** Instrucción A **
Reúne todas las líneas de las filas de abajo en las que aparezca la palabra "fallen".

+-------+

El acto formaba parte de una conferencia más amplia, la INCHE, a la que asistieron 150 educadores cristianos de instituciones de todo el mundo.
Yo formé parte del equipo de profesores de la sesión, patrocinada por Erasmus, en la que se abordaron las fases clásica, medieval y moderna de la historia europea. ¿Por qué fueron importantes las raíces de Europa?
¿Cómo configuraron la sociedad las minorías creativas? ¿De dónde surgieron los derechos humanos? ¿Cuáles eran los rasgos distintivos de Europa Oriental y Occidental? ¿Cómo influyó el Evangelio en la integración europea? ¿Cómo debe relacionarse la Iglesia con la política?
Un colega, Clemens van de Berg, se centró en el poco reconocido papel de las iglesias protestantes en la configuración del orden internacional de posguerra.

+-------+

** Instrucción B **
Vuelve a escribir sin cambios el fragmento de arriba sobre la conferencia INCHE, desde "El acto formaba" hasta "internacional de posguerra.".

Filas de señalización:
+-------+

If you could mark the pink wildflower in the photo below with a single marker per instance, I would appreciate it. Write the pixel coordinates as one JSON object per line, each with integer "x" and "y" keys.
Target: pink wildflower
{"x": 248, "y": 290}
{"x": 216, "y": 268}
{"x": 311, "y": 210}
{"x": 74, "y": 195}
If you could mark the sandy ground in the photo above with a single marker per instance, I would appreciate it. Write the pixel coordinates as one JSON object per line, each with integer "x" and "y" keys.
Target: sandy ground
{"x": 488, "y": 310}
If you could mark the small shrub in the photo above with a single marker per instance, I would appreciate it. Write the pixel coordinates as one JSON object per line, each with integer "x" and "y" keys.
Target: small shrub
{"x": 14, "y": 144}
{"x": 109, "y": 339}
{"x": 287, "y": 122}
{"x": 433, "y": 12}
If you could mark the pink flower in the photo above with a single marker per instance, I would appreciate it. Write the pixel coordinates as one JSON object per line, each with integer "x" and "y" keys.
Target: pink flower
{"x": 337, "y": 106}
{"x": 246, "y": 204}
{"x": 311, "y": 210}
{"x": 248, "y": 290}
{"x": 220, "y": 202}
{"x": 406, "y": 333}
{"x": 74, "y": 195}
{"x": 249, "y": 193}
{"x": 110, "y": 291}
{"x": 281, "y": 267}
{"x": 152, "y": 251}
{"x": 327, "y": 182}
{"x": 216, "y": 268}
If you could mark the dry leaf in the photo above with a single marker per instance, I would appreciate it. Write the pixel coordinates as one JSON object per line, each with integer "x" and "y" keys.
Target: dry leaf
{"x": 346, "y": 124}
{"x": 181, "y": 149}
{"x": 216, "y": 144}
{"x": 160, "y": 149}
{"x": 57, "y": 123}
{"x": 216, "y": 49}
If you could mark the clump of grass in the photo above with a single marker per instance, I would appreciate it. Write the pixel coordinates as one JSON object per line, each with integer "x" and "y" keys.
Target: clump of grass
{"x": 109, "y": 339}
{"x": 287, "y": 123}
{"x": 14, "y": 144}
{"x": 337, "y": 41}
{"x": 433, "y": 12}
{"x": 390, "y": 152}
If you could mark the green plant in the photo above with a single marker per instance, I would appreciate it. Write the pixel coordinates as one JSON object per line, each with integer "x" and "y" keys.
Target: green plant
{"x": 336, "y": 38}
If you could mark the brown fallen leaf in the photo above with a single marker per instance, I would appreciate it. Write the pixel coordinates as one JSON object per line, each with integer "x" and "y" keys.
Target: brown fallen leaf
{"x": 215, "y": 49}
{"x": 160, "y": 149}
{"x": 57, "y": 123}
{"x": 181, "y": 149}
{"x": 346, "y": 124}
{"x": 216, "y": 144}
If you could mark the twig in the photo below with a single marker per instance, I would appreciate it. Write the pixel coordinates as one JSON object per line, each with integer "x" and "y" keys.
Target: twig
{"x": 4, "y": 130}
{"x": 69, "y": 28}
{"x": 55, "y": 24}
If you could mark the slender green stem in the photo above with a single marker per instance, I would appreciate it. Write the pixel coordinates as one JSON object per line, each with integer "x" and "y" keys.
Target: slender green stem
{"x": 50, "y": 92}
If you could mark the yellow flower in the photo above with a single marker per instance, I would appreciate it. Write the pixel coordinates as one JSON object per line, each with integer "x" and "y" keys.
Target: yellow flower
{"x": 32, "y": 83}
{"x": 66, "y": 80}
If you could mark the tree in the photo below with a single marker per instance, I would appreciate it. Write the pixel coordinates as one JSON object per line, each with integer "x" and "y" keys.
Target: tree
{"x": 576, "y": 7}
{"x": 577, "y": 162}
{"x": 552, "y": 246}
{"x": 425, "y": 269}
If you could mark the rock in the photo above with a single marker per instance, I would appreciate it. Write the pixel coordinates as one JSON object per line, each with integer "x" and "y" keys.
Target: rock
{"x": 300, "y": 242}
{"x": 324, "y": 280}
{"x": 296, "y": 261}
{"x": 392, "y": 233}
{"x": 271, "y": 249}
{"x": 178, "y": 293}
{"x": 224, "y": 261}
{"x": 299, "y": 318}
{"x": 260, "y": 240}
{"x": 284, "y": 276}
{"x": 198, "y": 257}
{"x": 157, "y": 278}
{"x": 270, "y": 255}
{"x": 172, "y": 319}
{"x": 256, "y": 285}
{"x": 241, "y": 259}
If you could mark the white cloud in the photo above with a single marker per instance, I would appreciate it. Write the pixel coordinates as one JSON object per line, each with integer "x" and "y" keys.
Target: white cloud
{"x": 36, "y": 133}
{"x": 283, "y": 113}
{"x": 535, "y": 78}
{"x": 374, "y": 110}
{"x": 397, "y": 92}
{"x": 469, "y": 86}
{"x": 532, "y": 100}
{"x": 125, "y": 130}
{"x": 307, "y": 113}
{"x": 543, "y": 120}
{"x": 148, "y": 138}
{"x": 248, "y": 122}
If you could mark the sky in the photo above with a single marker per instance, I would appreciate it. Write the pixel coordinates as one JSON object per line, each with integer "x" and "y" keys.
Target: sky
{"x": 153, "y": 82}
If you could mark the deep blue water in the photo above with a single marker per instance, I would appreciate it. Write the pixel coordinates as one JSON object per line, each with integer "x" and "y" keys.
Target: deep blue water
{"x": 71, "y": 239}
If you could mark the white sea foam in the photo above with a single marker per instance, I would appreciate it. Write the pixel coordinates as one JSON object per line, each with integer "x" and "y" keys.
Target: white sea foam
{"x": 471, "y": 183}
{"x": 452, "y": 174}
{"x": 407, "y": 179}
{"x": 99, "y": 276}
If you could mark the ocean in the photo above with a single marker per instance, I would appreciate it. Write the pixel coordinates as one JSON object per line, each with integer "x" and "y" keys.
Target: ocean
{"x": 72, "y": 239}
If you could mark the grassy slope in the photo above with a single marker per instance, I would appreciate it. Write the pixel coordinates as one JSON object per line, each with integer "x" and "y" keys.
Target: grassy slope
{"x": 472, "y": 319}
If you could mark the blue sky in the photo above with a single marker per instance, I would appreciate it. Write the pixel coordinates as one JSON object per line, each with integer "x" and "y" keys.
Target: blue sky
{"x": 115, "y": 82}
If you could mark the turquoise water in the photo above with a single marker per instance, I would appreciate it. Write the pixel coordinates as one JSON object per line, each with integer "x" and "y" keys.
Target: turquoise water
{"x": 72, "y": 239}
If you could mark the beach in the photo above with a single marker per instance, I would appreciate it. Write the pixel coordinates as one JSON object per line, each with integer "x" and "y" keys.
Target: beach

+-------+

** Respuesta correcta A **
If you could mark the brown fallen leaf in the photo above with a single marker per instance, I would appreciate it. Write the pixel coordinates as one JSON object per line, each with integer "x" and "y" keys.
Target: brown fallen leaf

** Respuesta correcta B **
El acto formaba parte de una conferencia más amplia, la INCHE, a la que asistieron 150 educadores cristianos de instituciones de todo el mundo.
Yo formé parte del equipo de profesores de la sesión, patrocinada por Erasmus, en la que se abordaron las fases clásica, medieval y moderna de la historia europea. ¿Por qué fueron importantes las raíces de Europa?
¿Cómo configuraron la sociedad las minorías creativas? ¿De dónde surgieron los derechos humanos? ¿Cuáles eran los rasgos distintivos de Europa Oriental y Occidental? ¿Cómo influyó el Evangelio en la integración europea? ¿Cómo debe relacionarse la Iglesia con la política?
Un colega, Clemens van de Berg, se centró en el poco reconocido papel de las iglesias protestantes en la configuración del orden internacional de posguerra.